## Your task
The required output is all lines below that contain the word "steel".

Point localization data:
━━━━━━━━━━━━━━━━━━━━━━━━━━━━━━

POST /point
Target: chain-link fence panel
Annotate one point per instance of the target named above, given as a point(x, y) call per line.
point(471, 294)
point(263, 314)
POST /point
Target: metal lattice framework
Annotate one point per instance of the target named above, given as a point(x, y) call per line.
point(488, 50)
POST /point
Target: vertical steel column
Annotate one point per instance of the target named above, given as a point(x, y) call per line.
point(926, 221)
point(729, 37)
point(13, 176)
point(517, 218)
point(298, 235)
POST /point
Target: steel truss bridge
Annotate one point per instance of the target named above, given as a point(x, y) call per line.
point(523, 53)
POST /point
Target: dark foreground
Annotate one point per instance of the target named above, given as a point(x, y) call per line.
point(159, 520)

━━━━━━━━━━━━━━━━━━━━━━━━━━━━━━

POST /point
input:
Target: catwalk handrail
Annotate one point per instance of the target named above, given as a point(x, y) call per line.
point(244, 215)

━━━━━━━━━━━━━━━━━━━━━━━━━━━━━━

## Result of the exercise
Target: vertical steel column
Target: steel truss bridge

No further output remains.